▶ **EXERCISE AIM**:
From the article on Nebraska farm families, extract everything from "Bart Ruth farms" down to "been widely condemned.", copying it word for word.

··· PASSAGE FOR REVIEW ···

Starting with the feed his cattle eat, Hank Klosterman monitors everything down to the penny.
"Everything we do here is down to a detailed science," the cattle feeder says.
The same's true at Pillen Family Farms, where they say quiet pigs are happy pigs, and observers agree the hogs appear content.
Those pigs and Hank's cattle feed on corn and soybeans grown by family farmers, who also take their role seriously.
Bart Ruth farms between Shelby and Rising City. He said, "I think agriculture has a fantastic story to tell. I think technology we use today, record keeping we have, all those things would just amaze the average consumer if they'd get out and see it."
But the average consumer may not have that opportunity, so farmers band together through AFAN, the Alliance for the Future of Agriculture in Nebraska to share their story to industry leaders in media, health care, banking, and more.
"Have groups come visit so we can tell our story," Brock Pillen explained. "We go to schools, trying to tech younger generation where food comes from."
Through tours, they're able to explain practices like gestation crates that have been widely condemned.
The Pillens say it keeps hogs comfortable and healthy, but say they can only blame themselves for failing to explain practices they believe in.
Sarah Pillen said, "By and large have done a poor job of telling our story and bottom line is we wouldn't all be here today if we didn't care and do things the right way."
Groups like the soybean board fund AFAN, to tell Nebraskans how important a farmer or rancher like Hank is.
"When he's making that kind of money, he's going back in turn and spending dollars on main street for local town and that's huge to us," Klosterman said.
Hank provides space to keep cattle stress free, while Brock and Sarah maintain a biosecure area to keep pigs healthy.
And genetically modified crops allow the Ruths to use less water and chemicals.
In all cases, they're doing more with less, to feed the world they say.

··· RECORDS ···

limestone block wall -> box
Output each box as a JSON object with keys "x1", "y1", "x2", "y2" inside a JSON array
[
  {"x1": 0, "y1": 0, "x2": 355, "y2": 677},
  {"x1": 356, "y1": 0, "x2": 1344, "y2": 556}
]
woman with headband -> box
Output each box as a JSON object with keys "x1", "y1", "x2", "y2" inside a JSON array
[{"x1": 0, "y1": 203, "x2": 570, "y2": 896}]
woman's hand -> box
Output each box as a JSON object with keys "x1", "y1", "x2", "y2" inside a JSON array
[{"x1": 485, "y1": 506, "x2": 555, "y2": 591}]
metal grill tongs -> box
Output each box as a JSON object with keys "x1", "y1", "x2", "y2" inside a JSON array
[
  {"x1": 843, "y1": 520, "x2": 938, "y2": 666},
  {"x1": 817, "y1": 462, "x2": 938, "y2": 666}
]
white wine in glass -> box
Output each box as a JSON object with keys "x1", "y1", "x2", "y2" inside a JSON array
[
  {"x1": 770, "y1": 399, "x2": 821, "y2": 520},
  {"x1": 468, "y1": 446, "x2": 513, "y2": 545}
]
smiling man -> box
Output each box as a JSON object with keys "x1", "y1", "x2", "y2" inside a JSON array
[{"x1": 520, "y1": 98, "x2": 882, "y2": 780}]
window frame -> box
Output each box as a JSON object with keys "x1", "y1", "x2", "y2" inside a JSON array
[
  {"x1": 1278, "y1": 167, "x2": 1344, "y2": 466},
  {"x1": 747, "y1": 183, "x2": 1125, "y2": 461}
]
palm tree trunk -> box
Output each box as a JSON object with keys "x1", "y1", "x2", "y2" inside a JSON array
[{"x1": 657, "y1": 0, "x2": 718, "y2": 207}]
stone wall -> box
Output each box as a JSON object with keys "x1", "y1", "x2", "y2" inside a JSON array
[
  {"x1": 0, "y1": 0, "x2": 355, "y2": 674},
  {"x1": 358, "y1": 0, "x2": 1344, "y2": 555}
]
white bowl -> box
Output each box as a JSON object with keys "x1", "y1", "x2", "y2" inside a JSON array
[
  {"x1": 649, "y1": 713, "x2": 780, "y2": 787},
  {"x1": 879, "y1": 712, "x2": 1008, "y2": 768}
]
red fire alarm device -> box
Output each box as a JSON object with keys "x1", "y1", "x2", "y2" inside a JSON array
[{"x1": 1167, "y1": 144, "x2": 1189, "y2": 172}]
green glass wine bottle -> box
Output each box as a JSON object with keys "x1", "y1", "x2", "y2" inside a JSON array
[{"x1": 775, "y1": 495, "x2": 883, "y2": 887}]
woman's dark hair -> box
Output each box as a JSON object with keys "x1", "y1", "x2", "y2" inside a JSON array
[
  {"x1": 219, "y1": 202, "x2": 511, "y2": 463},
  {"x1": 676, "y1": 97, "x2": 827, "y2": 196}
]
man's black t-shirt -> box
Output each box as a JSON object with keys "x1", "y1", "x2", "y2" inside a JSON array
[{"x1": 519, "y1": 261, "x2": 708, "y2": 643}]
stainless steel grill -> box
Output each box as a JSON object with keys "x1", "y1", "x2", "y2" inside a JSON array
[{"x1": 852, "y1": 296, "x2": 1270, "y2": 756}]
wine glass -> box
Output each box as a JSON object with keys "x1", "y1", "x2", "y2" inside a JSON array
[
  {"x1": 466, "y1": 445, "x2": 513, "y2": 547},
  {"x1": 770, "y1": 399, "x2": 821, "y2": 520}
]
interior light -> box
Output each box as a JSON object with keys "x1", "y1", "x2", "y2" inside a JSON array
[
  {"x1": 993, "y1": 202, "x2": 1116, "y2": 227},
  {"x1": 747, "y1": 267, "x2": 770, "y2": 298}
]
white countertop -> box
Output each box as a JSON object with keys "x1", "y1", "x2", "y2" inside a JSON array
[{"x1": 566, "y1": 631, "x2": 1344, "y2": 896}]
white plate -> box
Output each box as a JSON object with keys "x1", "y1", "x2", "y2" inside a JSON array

···

▶ **ANSWER BELOW**:
Bart Ruth farms between Shelby and Rising City. He said, "I think agriculture has a fantastic story to tell. I think technology we use today, record keeping we have, all those things would just amaze the average consumer if they'd get out and see it."
But the average consumer may not have that opportunity, so farmers band together through AFAN, the Alliance for the Future of Agriculture in Nebraska to share their story to industry leaders in media, health care, banking, and more.
"Have groups come visit so we can tell our story," Brock Pillen explained. "We go to schools, trying to tech younger generation where food comes from."
Through tours, they're able to explain practices like gestation crates that have been widely condemned.